| Task to complete |
In the article on COVID-19 and cancer, what were lab mice with dormant breast cancer cells more likely to develop after infection with influenza or SARS-CoV-2?

| Given passage |

COVID may reveal link between viruses and cancer
Corinne Purtill
Los Angeles Times
LOS ANGELES — In early 2022, about the time the Omicron variant started driving a new surge in COVID-19 cases, researchers at James DeGregori’s University of Colorado Anschutz lab noticed something unusual: When lab mice with dormant breast cancer cells were infected with either influenza or SARS-CoV-2, the animals were significantly more likely to develop aggressive lung tumors.
When the team examined healthcare databases, they were surprised to find something similar appeared to be going on in the human population.
Analysis of records from the U.K. Biobank showed that cancer survivors who contracted COVID-19 in 2020 — when the virus was new and no vaccine was available — were significantly more likely to die of recurring cancer than patients who didn’t get the virus, particularly within the year after their COVID-19 infection.
Analysis of a separate U.S. breast cancer database found breast cancer patients in remission who got COVID-19 were significantly more likely to develop metastatic lung tumors than patients who did not contract the virus.
The University of Colorado researchers couldn’t analyze influenza’s effects as thoroughly — most flu infections don’t make it into medical charts, as patients often ride out routine cases at home. Researchers also weren’t able to take into account whether the severity of a patient’s COVID19 infection influenced the likelihood of a cancer recurrence.
But COVID-19’s novelty gave the team the data it needed to track the effects of viral inflammation on cancer recurrence. Their results were published last year in the journal Nature.
“We think that these virus infections can be almost like fuel for the fire,” DeGregori said.
The sheer scale of COVID19’s spread vastly deepened science’s understanding of the ways viruses can continue to affect a human body long after the initial illness passed.
Scientists need a critical mass of data to be able to identify statistically significant patterns. In the case of a pandemic “where the whole population gets infected, basically you have a denominator of 7 billion people,” said Dr. Stanley Perlman, a University of Iowa microbiologist who studies coronaviruses.
The rapid increase in patients suffering from long COVID19 supercharged research on post-viral syndromes — the complex collection of lingering symptoms doctors long observed in some patients infected with pneumonia, flu or other viruses.
Now, as more years of post-pandemic data accumulated, scientists also are able to look more closely at the complicated relationship between COVID-19 and cancer.
Still, the pandemic left some evidence that viral infection may play a role in reawakening dormant cancer cells present in a patient’s body before infection.

| Provided information |
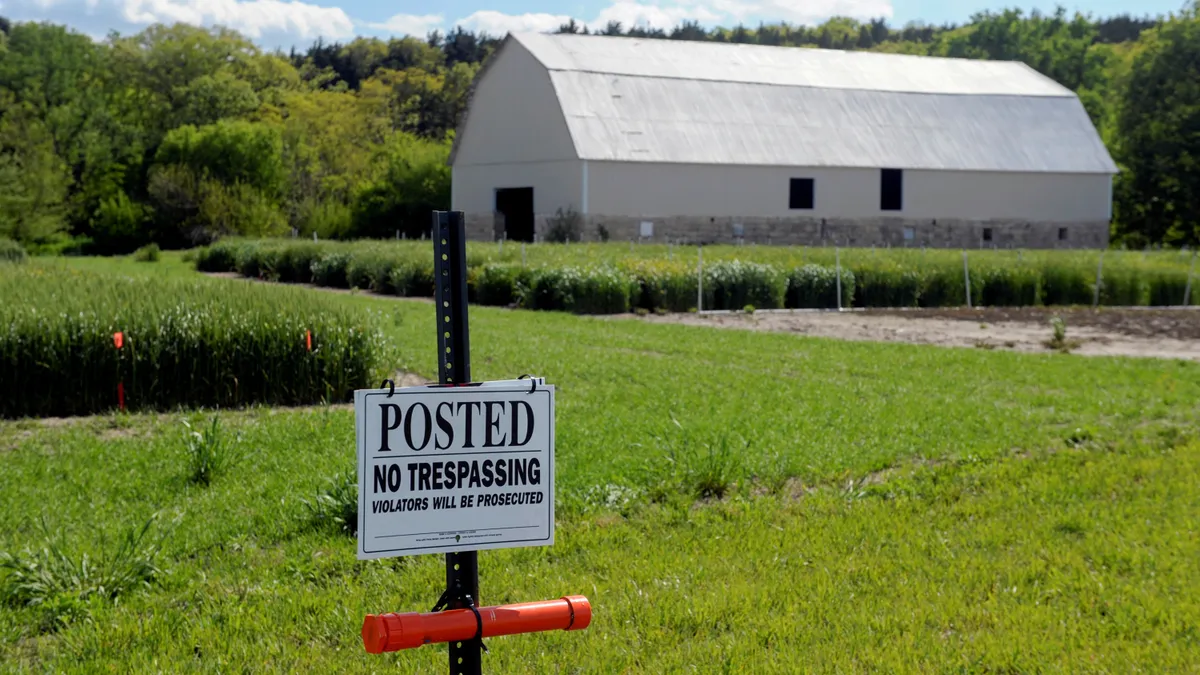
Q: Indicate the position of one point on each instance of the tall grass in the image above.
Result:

...

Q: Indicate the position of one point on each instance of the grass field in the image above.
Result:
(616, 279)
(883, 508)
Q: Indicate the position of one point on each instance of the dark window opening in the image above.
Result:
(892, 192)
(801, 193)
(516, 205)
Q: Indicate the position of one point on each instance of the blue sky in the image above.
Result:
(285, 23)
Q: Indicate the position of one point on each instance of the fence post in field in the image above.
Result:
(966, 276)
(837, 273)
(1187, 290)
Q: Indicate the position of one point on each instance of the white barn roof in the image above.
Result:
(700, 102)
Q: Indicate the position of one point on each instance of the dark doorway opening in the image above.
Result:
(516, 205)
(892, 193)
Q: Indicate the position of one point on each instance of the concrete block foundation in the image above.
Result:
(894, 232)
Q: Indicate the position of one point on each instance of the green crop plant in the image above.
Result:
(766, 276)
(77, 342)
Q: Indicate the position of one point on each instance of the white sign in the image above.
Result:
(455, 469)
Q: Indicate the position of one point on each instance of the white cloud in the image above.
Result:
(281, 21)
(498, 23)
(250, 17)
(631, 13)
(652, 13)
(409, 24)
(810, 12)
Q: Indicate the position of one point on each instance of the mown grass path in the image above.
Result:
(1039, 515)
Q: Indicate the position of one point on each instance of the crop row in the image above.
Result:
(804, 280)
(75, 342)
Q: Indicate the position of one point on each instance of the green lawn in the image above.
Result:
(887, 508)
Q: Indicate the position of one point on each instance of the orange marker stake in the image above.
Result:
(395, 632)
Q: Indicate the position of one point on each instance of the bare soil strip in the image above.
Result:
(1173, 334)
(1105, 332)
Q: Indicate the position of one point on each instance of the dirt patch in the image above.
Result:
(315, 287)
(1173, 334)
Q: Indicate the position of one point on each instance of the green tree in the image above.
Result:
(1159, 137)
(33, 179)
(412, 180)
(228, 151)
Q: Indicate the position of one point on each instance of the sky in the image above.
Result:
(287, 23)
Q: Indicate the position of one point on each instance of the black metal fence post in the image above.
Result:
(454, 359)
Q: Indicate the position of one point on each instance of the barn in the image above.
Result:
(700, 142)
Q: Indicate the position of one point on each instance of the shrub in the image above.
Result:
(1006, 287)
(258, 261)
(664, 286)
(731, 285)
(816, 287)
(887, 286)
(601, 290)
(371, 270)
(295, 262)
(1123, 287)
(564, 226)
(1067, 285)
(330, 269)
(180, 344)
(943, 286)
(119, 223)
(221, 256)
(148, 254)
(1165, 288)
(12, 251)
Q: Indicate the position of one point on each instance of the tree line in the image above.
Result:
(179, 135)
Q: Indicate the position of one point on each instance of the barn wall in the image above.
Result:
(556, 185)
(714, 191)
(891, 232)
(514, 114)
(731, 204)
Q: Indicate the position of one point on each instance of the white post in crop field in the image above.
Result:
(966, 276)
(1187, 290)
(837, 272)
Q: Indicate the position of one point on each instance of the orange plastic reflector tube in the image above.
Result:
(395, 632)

---

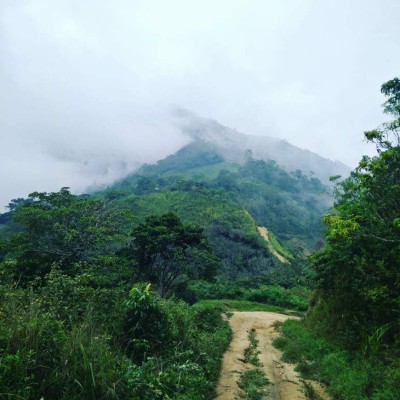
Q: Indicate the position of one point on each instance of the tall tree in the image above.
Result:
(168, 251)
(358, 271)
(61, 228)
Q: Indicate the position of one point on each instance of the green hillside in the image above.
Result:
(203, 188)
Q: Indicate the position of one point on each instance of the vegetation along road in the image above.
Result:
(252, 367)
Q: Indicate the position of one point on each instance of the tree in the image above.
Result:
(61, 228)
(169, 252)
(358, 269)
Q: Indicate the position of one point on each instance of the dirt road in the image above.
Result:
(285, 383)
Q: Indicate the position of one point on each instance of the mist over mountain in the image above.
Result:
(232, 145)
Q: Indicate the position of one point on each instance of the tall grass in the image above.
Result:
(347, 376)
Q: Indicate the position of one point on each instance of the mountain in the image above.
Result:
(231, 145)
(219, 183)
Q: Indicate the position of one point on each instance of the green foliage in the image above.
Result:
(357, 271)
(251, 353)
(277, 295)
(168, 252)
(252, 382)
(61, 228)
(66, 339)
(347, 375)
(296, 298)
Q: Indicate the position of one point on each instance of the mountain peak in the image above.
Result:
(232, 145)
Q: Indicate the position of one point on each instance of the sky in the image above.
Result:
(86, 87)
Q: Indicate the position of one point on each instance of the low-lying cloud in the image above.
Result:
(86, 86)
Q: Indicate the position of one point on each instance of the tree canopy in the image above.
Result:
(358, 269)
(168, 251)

| The completed task |
Aggressive lung tumors.